• [PASSAGE TO READ]:

::::::::

Delhi High Court: While hearing an application filed under Order 39, Rules 1 and 2 of the Civil Procedure Code, 1908 seeking grant of interim injunction against alleged patent infringement, the Single Judge Bench of Mini Pushkarna, J, held that the defendant had raised a prima facie credible challenge to the validity of the patent in question.
Accordingly, the Court declined to grant an interim injunction in favor of the plaintiffs.
Background
The plaintiffs had instituted the suit seeking permanent and interim injunction against the defendant for alleged infringement of Patent No. IN 533643, titled ‘A Foldable Product Display Unit’. The patent had been granted on 18-4-2024 after rejection of a pre-grant opposition filed by the defendant. The plaintiffs had claimed that the defendant was manufacturing and supplying foldable display units identical to the patented invention, which were found being used at retail outlets in New Delhi.
The interim application sought restraint against manufacture, sale, and dealing in the impugned display units. The defendant, along with denying infringement, had filed a counterclaim under Section 64 of the Patents Act, 1970 (‘the Act’) challenging the validity of the suit patent, alleging lack of novelty, absence of inventive step, prior public use, defective assignment, and anticipation by prior art including a published US patent application.
Analysis, Law and Decision
The Court reiterated that there is no presumption of validity merely because a patent has been granted, and that at the interim stage the determinative issue is whether the defendant has raised a credible challenge to the patent’s validity. While the defendant relied on documents such as emails, invoices, presentations, and videos to establish prior use, the Court held that such material could not, without trial and evidence, establish that the defendant’s earlier products embodied the same inventive features as claimed in the suit patent.
On the issue of prior art, the Court held that an abandoned foreign patent application, if published prior to the priority date, qualifies as prior art under Section 64(1)(f) of the Act. The Court noted that, any invention having been published in India or elsewhere, before the priority date of the claim, can be considered for the purposes of assessing obviousness. Merely because the US patent, as relied by the defendant, was ‘abandoned’, did not preclude its use as prior art against the suit patent, as prior art is to be pivoted on the ‘publication’ of the same either in ‘India or elsewhere’. Thus, any document, including, an abandoned patent application that is published and publicly available, qualifies as relevant prior art for the purposes of Section 64(1)(f) of the Act, regardless of whether it proceeds to grant or is ultimately abandoned.

::::::::

• [RECORD LIST]:
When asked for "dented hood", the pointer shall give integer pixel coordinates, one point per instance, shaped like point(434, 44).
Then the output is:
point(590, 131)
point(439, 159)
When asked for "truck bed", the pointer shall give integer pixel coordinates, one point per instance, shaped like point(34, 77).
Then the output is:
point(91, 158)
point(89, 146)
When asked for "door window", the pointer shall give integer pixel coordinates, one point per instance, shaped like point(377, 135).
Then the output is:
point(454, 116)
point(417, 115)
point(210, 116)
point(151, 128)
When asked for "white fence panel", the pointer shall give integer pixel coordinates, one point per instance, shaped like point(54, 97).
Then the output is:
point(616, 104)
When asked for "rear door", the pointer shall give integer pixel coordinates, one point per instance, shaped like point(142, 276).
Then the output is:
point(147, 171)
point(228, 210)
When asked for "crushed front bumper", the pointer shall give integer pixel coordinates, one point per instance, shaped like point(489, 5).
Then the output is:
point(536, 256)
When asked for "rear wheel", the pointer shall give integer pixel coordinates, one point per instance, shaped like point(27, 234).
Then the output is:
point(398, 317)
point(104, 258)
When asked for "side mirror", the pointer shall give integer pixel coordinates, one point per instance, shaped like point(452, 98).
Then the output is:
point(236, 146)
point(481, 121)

::::::::

• [WRITTEN REQUEST]:
Write out the passage on the Delhi High Court ruling word for word, everything from "Delhi High Court: While" down to "of the plaintiffs.". The items that come after the Delhi High Court ruling play no part in what you are asked to do.

• [ANSWER TO THE EXERCISE]:
Delhi High Court: While hearing an application filed under Order 39, Rules 1 and 2 of the Civil Procedure Code, 1908 seeking grant of interim injunction against alleged patent infringement, the Single Judge Bench of Mini Pushkarna, J, held that the defendant had raised a prima facie credible challenge to the validity of the patent in question.
Accordingly, the Court declined to grant an interim injunction in favor of the plaintiffs.